LIST OF TASKS
1. In the court opinion on the friction-match bond, why does the 1864 act let the commissioner require security in advance from a match manufacturer?
2. Reproduce word for word the passage of the court opinion on the friction-match bond, starting with "UNITED STATES v." and going on through "internal revenue agent.".
3. Supply the next part of the court opinion on the friction-match bond, picking up after its last sentence.

SELECTED EXCERPT
********

623

UNITED STATES v. WEEDON and others.

Circuit Court, D. Maryland.

July 27, 1880.

v.3, no.11-40

1. INTERNAL REVENUE—STAMPS—FRICTION MATCHES—MEMBER OF MANUFACTURING FIRM—REV. ST. § 3425.—Section 3425 of the Revised Statutes provides, in effect, that the commissioner of internal revenue may, from time to time, deliver to any manufacturer of friction matches a suitable quantity of adhesive stamps, such as are required in that business by law, without requiring prepayment therefore, on a credit of 60 days, upon such security as he may deem sufficient. Held, that a person who is a member of a firm engaged in the manufacture of friction matches, is a manufacturer of friction matches, with whom the government may deal as such.

2. SAME—REVENUE AGENT—EVIDENCE.—Evidence in this case held insufficient to establish the fact that the stamps were furnished such person as an internal revenue agent.

A. Sterling, Jr., for Plaintiff.

F. W. Brune, S. T. Wallace, and B. W. Mirter, for defendants.

BOND, C. J. This is a writ of error from the district court to the circuit court, alleging errors in the instructions of the district court to the jury at the trial of the cause. The suit was brought by the United States upon a bond given by one James H. Weedon, as principal, and Anderson H. Armistead, George C. Hicks, and John I. Armistead, as sureties, which was conditioned as follows:

“The condition of the foregoing obligation is such that, whereas, the said James H. Weedon is a manufacturer of friction matches;

“And, whereas, under the provisions of the one hundred and sixty-first section of an act entitled ‘An act to provide internal revenue to support the government, to pay interest on the public debt, and for other purposes,’ approved June 30, 1864, the commissioner of internal revenue is authorized from time to time to furnish, supply, and deliver to any manufacturer of friction or other matches, cigar lights, or wax tapers a suitable quantity of adhesive or other stamps, such as may be prescribed for use in such cases, without prepayment therefor, on a credit not exceeding 60 days, requiring 624 in advance such security as he may judge necessary to secure payment therefore to the treasury of the United States within the time prescribed for such payment;

“And, whereas, adhesive stamps have been delivered, or hereafter may be delivered, to said James H. Weedon, by virtue of said authority:

“Now, therefore, if the said James H. Weedon shall, on or before the tenth day of each and every month, make a statement of his account upon form 55½ of the internal revenue bureau, and upon such other form or forms as may hereafter be added thereto, or upon such other from or forms as may hereafter be submitted therefore, showing the balance due at the commencement of the month, the amount of stamps receive and the amount of money remitted by him during the month, and the balance due from said James H. Weedon at the close of the month next preceding, and shall do and perform all other acts of him required to be done in the premises, according to law and regulations; shall well and truly pay or cause to be paid to the treasurer of the United States, for the use of the United States, all and every such sum or sums of money as he, the said James H. Weedon, may owe to the United States for adhesive or other stamps which have been or shall be delivered to him, or which have been or shall be forwarded to him, according to his request or order, within the time prescribed for payment for the same according to law, and shall and will pay or cause to be paid to the said treasurer, for the use aforesaid, each and every sum of money as shall become due or payable to the United States, at the time and on the days each sum shall respectively become due or payable, then the above obligation to be void and of no effect, otherwise to be and remain in full force and virtue.”

********

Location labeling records

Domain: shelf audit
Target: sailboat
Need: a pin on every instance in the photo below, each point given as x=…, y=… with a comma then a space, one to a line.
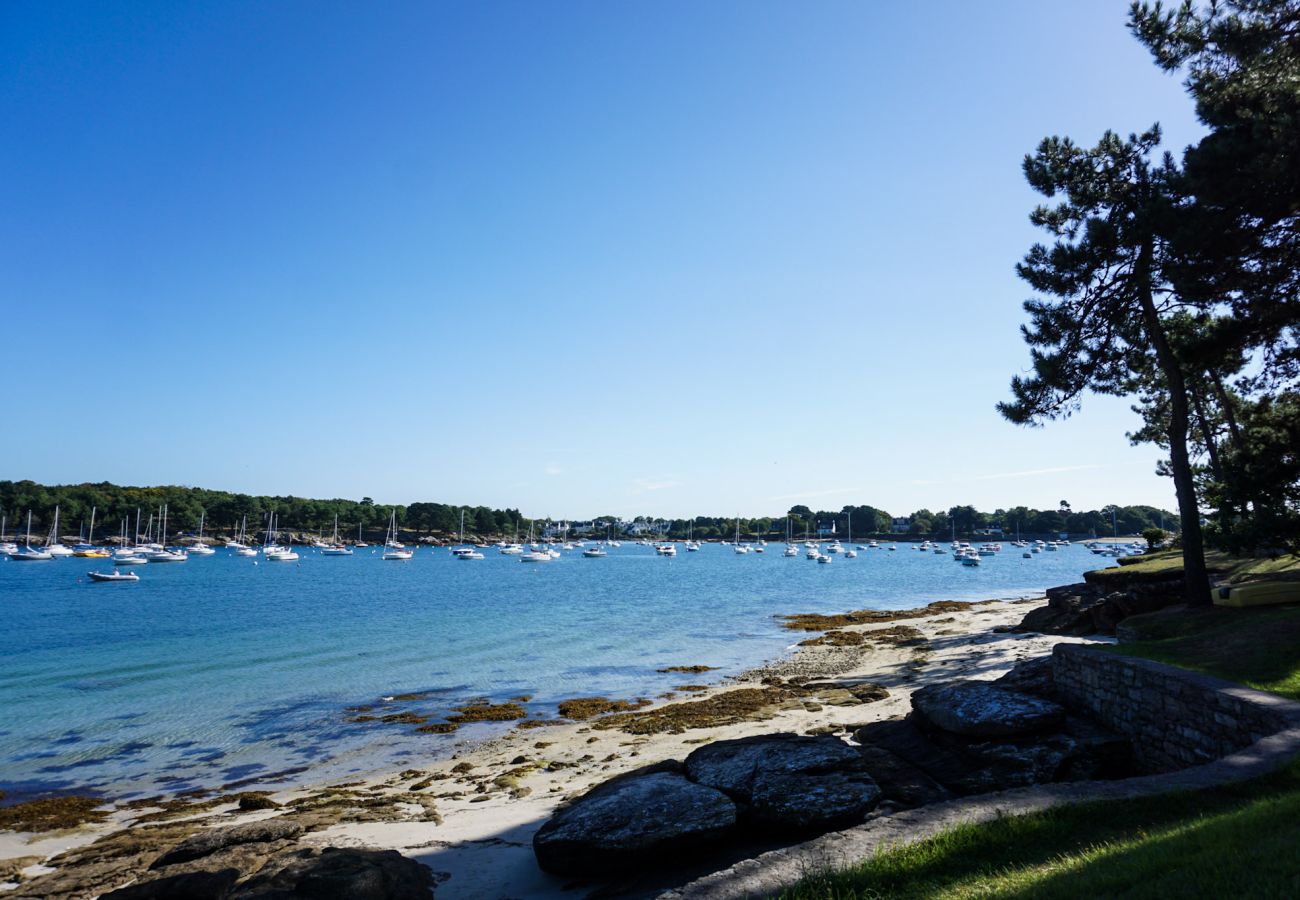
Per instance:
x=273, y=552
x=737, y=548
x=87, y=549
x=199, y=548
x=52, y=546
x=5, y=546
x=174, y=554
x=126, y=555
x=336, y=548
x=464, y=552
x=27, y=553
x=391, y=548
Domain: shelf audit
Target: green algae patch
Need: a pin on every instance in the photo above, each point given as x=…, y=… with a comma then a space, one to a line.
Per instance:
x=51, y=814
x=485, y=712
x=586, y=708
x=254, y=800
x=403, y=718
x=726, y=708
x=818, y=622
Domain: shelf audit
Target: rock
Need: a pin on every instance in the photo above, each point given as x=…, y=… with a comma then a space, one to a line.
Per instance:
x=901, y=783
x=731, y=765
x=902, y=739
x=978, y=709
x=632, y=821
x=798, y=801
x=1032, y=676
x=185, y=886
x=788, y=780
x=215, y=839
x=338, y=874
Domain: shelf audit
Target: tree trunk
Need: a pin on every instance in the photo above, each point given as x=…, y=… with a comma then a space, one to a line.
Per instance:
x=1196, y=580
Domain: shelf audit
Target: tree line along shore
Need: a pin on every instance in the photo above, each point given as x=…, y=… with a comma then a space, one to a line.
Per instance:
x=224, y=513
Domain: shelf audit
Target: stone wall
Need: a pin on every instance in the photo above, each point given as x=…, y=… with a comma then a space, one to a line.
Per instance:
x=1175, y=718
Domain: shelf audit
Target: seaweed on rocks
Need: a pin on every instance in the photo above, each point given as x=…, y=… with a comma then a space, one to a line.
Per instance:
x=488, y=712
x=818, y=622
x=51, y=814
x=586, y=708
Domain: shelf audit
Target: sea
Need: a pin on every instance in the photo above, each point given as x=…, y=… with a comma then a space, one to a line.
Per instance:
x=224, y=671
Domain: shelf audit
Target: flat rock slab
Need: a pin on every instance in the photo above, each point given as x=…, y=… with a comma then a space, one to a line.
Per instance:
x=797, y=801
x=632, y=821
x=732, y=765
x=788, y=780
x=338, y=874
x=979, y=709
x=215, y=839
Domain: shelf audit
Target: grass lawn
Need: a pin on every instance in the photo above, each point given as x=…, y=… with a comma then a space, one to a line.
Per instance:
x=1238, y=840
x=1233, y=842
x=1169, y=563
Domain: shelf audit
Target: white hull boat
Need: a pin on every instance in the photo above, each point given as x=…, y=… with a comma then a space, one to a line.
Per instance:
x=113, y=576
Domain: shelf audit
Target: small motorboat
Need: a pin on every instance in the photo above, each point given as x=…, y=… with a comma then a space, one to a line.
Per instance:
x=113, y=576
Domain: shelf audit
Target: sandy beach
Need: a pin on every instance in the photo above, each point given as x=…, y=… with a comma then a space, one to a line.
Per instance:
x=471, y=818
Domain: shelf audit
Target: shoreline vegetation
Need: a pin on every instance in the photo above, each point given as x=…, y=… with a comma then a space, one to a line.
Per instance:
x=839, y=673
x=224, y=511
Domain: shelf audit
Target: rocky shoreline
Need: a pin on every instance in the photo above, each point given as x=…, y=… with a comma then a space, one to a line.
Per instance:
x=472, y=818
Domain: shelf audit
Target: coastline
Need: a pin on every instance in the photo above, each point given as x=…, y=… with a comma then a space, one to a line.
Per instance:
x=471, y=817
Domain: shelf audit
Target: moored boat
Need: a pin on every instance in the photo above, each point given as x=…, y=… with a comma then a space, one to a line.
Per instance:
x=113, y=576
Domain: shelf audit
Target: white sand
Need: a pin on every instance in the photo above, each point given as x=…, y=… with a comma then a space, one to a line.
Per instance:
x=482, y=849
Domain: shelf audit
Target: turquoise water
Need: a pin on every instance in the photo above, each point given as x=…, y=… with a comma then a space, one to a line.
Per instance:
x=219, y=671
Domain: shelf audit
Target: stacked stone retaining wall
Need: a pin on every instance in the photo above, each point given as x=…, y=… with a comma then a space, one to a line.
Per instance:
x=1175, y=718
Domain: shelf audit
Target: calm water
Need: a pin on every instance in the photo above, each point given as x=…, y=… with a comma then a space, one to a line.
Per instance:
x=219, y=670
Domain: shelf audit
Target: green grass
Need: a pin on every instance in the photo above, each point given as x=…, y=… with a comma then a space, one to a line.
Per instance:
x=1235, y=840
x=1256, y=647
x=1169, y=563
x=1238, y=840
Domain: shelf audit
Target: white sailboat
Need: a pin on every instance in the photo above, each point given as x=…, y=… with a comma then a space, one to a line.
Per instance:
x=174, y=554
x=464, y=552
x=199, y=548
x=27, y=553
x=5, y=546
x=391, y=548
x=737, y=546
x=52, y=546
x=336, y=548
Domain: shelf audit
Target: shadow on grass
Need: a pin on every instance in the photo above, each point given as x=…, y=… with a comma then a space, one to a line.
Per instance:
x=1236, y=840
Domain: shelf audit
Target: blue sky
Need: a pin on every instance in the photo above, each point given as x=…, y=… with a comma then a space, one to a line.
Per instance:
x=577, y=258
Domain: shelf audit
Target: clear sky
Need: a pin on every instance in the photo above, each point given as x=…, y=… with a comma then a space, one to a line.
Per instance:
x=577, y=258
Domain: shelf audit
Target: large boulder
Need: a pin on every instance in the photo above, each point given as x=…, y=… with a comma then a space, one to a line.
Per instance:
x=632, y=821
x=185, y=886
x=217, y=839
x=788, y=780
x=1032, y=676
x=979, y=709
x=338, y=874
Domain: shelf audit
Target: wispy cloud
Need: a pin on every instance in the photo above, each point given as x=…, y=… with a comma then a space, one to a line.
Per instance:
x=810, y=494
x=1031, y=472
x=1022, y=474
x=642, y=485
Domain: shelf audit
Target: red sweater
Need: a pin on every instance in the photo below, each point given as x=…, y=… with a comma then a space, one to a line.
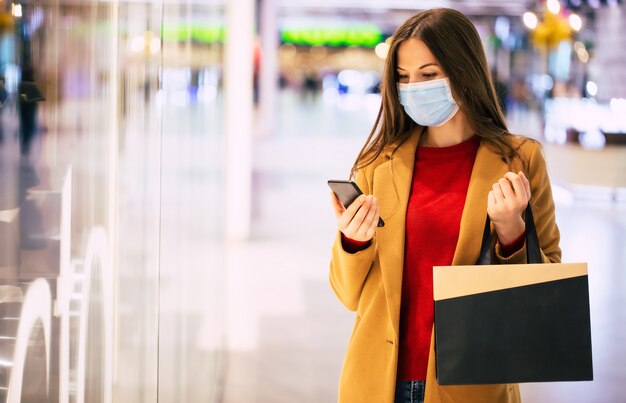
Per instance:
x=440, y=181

********

WRITTEN RESPONSES
1. The commissioner may deliver stamps without prepayment, on a credit of up to 60 days. The security ensures that payment for those stamps reaches the treasury of the United States within the time prescribed.

2.
UNITED STATES v. WEEDON and others.

Circuit Court, D. Maryland.

July 27, 1880.

v.3, no.11-40

1. INTERNAL REVENUE—STAMPS—FRICTION MATCHES—MEMBER OF MANUFACTURING FIRM—REV. ST. § 3425.—Section 3425 of the Revised Statutes provides, in effect, that the commissioner of internal revenue may, from time to time, deliver to any manufacturer of friction matches a suitable quantity of adhesive stamps, such as are required in that business by law, without requiring prepayment therefore, on a credit of 60 days, upon such security as he may deem sufficient. Held, that a person who is a member of a firm engaged in the manufacture of friction matches, is a manufacturer of friction matches, with whom the government may deal as such.

2. SAME—REVENUE AGENT—EVIDENCE.—Evidence in this case held insufficient to establish the fact that the stamps were furnished such person as an internal revenue agent.

3.
The pleas filed were nil debit, and that the loss, if any, was the fault of the plaintiff, and not that of defendants. Errors in pleading were waived.

To support the issue on the part of the plaintiff the district attorney offered in evidence the transcript of the account of James H. Weedon with the treasury department, as certified 625 by the comptroller of the treasury; and also offered in evidence the written orders signed by Weedon for the stamps furnished, and Weedon's receipts for them. Each of said orders is in the words following, or words to the same effect: “Please send $3,000 worth of one-cent stamps of my private die, Mo. Match Co. Respectfully, James H. Weedon.” And the receipts for the stamps are in the words following, or words to like effect, which will not vary the question to be decided here: “Your letter of September 21, 1872, has been received. I am also in receipt of the United States internal revenue stamps therein referred to, amounting to $3,300, in satisfaction of my order under date of September 18, 1872. I am, very respectfully, [signed,] James H. Wheedon. To Commissioner of Internal Revenue, Washington, D. C.”

The defendants, to support the issue on their part, offered in evidence an account sent to the defendant Weedon from the treasury department, charging him with a like amount of stamps, calling him in the account James H. Weedon, match manufacturer, internal revenue stamp agent. It was further shown by defendants that, at the date of the bond, and during all the time he received stamps, Weedon was a member of the firm of Weedon, Armistead & Co., and did no business as a match manufacturer except as a member of the firm, and that the stamps ordered and received by him were used by that firm. It was in proof, also, that at the time of the execution of the bond in suit all the sureties thereto knew that he so carried on the business of match manufacturer as a member of the firm of Weedon, Armistead & Co.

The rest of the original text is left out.